■ **Given text**
-.-.-
Names. — Children receive their names at the time they are first bathed in the river, at the latest five days after their birth. While the names are actually bestowed by the malim, the parents offer a number of names as choice. This first name is called a “little name” (nama ketek). Later when the boys and girls marry they receive their inherited titles, or little titles (galar ketek), and these satisfy their vanity. Upon the assumption of titles the childhood names are lost. The only real titles are those of the panghulus (gala panghulu) . Names and titles are of Hindu origin, and their meanings are not understood by the present-day people.
With the assumption of the family title goes the right of part ownership in the family property, such as rice fields. It is therefore just as great an offence to steal a family title as it is to steal the family property. Slaves had no rights to family titles but kept their childhood names.
The Minangkabau like the Bataks are loath to reveal their names, and it is an insult to ask for the names of elder members of a family. Teknonomy, as before mentioned, is practiced, and a man names himself after his nephews or children, a woman after her children or grandchildren.
-.-.-
■ **Exercises to complete**
1 – In the passage on Minangkabau naming customs, what happens to a person's childhood name once a title is taken?
2 – Carry on the passage on Minangkabau naming customs, picking up after its final sentence.
The data that follow come from a separate source.

■ **Supplied material**
-.-.-
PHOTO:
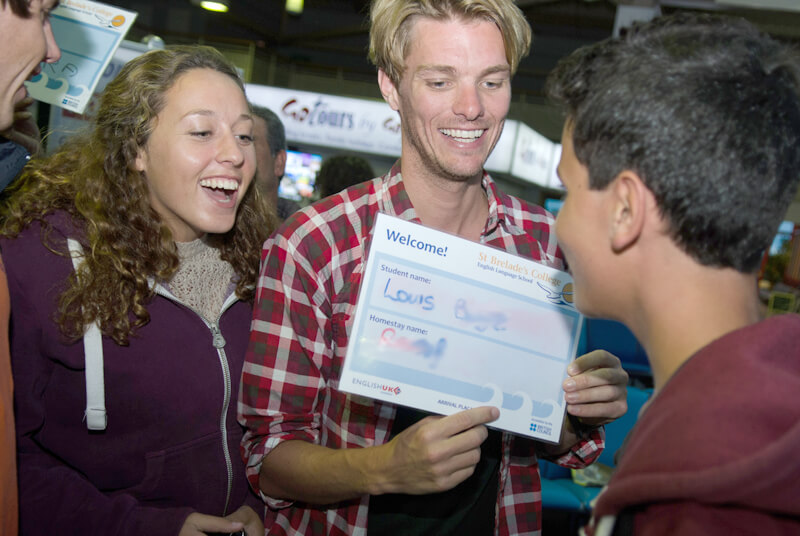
-.-.-
■ **Set of answers**
1 – The childhood name is lost.

2 –
Death and burial. — The dead always are disposed of by burial, and this on the same day as that on which the death occurs. If a man becomes sick at the home of his wife, word is sent to his relatives. If he dies, the body is handed over to his own family. The widow and her relatives have nothing to do with the burial.
The people have no outward sign of mourning. According to Mohammedan law, the widow must wait four months and ten days, and then if she is not pregnant, she can remarry. The Minangkabau widow, however, waits one hundred days, as the ghost of the dead man is supposed to wander around in the form of a bird in his own dwelling and in hers, for that period of time. Then a big feast for the dead is given and the ghost leaves for soul land, kampong achirat. The widow at this time pays her last visit to the family of the deceased, and they visit the grave together. While no offerings are put upon the grave, household implements, such as mats and baskets, and food, are given as presents to blood relatives. Direct offerings to the dead would be contrary to Mohammedan law.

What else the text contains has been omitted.